Your assignment — Can you rewrite the RAF Marston Moor text from "During the Second World War the" to "to RAF Linton-on-Ouse.", substituting "twin-engined bombers" for "medium bombers"?

Excerpted passage —
Garrison information
- Past commanders: Group Captain Leonard Cheshire

Airfield information
- Elevation: 21 metres (69 ft) AMSL
Runways
| Direction | Length and surface |
| 06/24 | 5,955 feet (1,815 m) Concrete |
| 11/29 | 4,142 feet (1,262 m) Concrete |
| 01/17 | 3,896 feet (1,188 m) Concrete |

= RAF Marston Moor =

Former RAF base in Yorkshire, England

Royal Air Force Marston Moor or more simply RAF Marston Moor is a former Royal Air Force station located near Tockwith, North Yorkshire, England. It was operational during the Second World War and was originally called RAF Tockwith, but confusion with RAF Topcliffe led to the name change.

RAF Marston Moor was opened on 11 November 1941, the airfield and RAF Church Fenton were the closest airfields to West Yorkshire and would act as a defence should Leeds be attacked. As it happens Leeds was seldom bombed.

In 1943, Group Captain Leonard Cheshire was made the station commander. He requested to be transferred to the command of 617 Squadron in November 1943, a vacancy created by the loss of George Holden in July of that year. The move required him to voluntarily step down in rank from group captain to wing commander, which he did.

Marston Moor was also in control of RAF Rufforth and RAF Riccall.

==Based units==
Work on the site was given authority in September 1940, and the base was opened in November 1941. Living accommodation (the billets) was some distance from the operational areas of the base, so bicycles had to be issued to service personnel. The base was located to the west of the village of Tockwith (after which it was originally supposed to be named), south of the River Nidd, and north of the B1224 road. The intent had been for an operational bomber squadron to move in, but instead, the site was allocated to training.

During the Second World War the airfield was used by the 165 Heavy Conversion Unit (HCU) to convert pilots from the Whitley and Wellington medium bombers to piloting the four-engined Handley Page Halifax bomber. In January 1942 the unit was split into the 1652 Heavy Conversion Unit and the 1665 Heavy Conversion Unit. 1652 HCU continued in operation at Marston Moor till June 1945, while 1665 HCU moved to RAF Saltby, where it trained crews in the Halifaxes and the Short Stirling. It later moved to RAF Linton-on-Ouse.
Following the war the field was used as the home base for No. 268 Maintenance Unit RAF from 1945 to 1949.

Input data —
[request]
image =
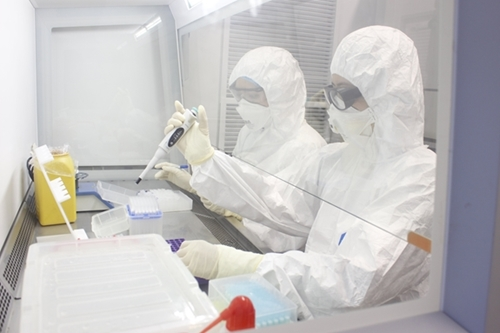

Final answer —
During the Second World War the airfield was used by the 165 Heavy Conversion Unit (HCU) to convert pilots from the Whitley and Wellington twin-engined bombers to piloting the four-engined Handley Page Halifax bomber. In January 1942 the unit was split into the 1652 Heavy Conversion Unit and the 1665 Heavy Conversion Unit. 1652 HCU continued in operation at Marston Moor till June 1945, while 1665 HCU moved to RAF Saltby, where it trained crews in the Halifaxes and the Short Stirling. It later moved to RAF Linton-on-Ouse.